● Text excerpt:
If a 20% yield on HBD is so unsustainable then how is it possible that interest on HBD only accounts for 18% of the total emission rate? Make it make sense. @dalz was very good to generate this data the day after CTT, and from what I can tell pretty much all the analysis he generates points to the thesis that there are zero on-chain red-flags at the moment. Emissions are low and tinkering with the system without any kind of safety net will almost certainly result in a backfire. If it aint broke don't fix it.

But what about bonds though?

All good things must come to an end! If I had to guess I'd say that my opinion on the matter at this point is perhaps a bit irrelevant. Hive is moving in this direction of longer timelocks and potential bonding systems, and that's actually pretty exciting.

What is a bond?

A bond is just a loan. Usually it's just a loan to a "trusted" centralized agent. A government might issue bonds to fund a war, while a corporation might issue bonds to scale up operations (or buy Bitcoin). At the end of the term the institution that took out the loans is obligated to pay them back with interest. Because the issuers of bonds are often highly-regarded institutions that don't default on their debt this is considered a "safe investment".

With Hive it's a bit different.

This is because Hive is decentralized. That makes the issue very tricky. Why should Hive offer bonds if there isn't a centralized agent that can capitalize on the loan and make it profitable?

Locking HBD creates a "liquidity event".

● Prompt 1: Copy every sentence in the excerpt on HBD and bonds that ends with a question mark.
The excerpt on HBD and bonds and the entries have nothing to do with each other.

● Records for this task:
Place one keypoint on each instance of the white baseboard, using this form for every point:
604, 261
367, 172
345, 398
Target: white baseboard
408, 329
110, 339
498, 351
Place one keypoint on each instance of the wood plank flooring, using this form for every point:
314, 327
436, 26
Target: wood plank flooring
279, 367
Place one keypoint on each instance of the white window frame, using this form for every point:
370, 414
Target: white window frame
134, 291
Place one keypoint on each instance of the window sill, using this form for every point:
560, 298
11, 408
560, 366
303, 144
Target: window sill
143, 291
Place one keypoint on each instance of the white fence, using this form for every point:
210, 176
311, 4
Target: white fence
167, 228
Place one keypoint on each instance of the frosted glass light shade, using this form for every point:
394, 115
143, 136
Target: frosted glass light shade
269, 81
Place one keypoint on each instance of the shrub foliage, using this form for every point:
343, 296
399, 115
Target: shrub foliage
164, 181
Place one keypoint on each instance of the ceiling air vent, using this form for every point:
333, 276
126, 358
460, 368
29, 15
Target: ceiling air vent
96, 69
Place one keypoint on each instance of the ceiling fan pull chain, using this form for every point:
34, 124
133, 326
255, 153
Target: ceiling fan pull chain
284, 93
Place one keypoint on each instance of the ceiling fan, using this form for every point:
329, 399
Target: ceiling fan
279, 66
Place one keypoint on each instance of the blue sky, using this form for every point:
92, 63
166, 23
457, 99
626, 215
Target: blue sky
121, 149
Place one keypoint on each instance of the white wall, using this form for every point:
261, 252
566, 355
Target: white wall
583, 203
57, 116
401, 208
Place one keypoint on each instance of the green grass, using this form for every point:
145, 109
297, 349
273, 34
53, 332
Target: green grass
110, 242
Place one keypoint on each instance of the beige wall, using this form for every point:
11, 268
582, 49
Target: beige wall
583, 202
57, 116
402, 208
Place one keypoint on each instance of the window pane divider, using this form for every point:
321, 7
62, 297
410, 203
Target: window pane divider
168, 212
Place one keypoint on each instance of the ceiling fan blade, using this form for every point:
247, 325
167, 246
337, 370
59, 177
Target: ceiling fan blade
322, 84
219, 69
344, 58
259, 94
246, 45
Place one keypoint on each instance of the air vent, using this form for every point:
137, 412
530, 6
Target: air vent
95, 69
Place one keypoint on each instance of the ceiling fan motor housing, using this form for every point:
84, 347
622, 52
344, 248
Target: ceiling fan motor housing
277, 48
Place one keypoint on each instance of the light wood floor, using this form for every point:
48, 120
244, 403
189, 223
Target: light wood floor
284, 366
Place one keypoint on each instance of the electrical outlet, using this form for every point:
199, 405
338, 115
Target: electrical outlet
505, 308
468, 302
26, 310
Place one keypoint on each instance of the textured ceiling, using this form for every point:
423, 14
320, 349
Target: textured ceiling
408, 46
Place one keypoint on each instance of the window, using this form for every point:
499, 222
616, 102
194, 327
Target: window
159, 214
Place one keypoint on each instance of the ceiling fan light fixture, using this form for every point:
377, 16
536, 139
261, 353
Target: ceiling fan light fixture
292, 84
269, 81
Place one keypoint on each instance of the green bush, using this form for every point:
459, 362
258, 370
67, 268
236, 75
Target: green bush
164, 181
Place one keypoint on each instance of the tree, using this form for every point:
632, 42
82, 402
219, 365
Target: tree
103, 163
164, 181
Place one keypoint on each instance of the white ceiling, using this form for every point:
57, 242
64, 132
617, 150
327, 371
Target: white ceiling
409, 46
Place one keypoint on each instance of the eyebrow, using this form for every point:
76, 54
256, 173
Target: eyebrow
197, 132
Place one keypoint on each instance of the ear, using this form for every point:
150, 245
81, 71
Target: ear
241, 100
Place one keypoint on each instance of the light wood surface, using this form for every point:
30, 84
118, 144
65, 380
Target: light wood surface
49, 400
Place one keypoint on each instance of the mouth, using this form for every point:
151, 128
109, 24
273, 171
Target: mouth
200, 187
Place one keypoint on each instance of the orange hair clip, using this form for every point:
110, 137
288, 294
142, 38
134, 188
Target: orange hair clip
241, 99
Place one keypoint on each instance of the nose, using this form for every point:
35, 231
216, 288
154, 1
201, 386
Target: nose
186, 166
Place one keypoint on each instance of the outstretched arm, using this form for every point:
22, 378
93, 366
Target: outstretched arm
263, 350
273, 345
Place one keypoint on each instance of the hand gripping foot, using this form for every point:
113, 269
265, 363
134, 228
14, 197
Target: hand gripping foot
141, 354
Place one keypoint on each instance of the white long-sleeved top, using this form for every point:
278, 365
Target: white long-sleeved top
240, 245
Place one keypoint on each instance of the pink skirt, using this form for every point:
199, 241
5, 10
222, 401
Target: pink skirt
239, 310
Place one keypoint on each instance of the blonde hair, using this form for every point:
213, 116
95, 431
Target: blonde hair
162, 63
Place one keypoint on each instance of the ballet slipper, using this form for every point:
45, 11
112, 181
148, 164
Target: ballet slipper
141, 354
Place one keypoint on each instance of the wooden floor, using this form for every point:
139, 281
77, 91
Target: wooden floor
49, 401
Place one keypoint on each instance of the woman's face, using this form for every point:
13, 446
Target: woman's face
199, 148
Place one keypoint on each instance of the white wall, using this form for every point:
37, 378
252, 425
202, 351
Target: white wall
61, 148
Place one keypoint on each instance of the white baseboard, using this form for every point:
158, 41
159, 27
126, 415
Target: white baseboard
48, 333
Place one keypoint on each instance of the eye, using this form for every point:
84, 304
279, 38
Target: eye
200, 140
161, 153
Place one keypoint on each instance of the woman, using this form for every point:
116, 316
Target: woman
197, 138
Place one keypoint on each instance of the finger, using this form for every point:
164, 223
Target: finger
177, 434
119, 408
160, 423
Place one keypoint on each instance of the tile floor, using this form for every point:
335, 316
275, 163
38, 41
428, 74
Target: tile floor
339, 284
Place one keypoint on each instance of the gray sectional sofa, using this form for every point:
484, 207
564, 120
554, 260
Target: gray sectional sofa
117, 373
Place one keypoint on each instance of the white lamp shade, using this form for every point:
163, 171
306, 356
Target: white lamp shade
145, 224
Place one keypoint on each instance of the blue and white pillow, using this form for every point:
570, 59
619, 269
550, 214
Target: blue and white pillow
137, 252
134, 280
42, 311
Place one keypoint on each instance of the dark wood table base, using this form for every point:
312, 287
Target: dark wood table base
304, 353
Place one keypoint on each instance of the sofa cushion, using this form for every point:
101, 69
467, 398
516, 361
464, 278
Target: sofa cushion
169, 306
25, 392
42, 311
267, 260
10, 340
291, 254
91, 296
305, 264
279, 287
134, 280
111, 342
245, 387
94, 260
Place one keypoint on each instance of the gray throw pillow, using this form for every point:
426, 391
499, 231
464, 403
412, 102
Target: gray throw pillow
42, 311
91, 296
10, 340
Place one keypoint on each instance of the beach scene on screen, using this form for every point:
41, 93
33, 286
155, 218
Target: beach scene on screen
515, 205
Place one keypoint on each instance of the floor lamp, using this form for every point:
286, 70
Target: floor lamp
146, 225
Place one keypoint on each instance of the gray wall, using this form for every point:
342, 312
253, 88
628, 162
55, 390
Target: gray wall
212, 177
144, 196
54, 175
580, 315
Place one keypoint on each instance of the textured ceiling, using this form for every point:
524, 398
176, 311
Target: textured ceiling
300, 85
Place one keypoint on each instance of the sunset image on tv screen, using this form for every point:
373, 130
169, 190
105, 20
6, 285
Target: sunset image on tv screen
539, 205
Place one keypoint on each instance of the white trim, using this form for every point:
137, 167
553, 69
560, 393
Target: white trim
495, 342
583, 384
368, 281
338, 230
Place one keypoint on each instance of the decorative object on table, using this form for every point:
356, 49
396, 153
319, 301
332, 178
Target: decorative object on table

● Prompt 2: Count the lines of the entries that contain the string "sill", and reply with the number alone.

● Worked answer 1:
If a 20% yield on HBD is so unsustainable then how is it possible that interest on HBD only accounts for 18% of the total emission rate?
But what about bonds though?
What is a bond?
Why should Hive offer bonds if there isn't a centralized agent that can capitalize on the loan and make it profitable?

● Worked answer 2: 2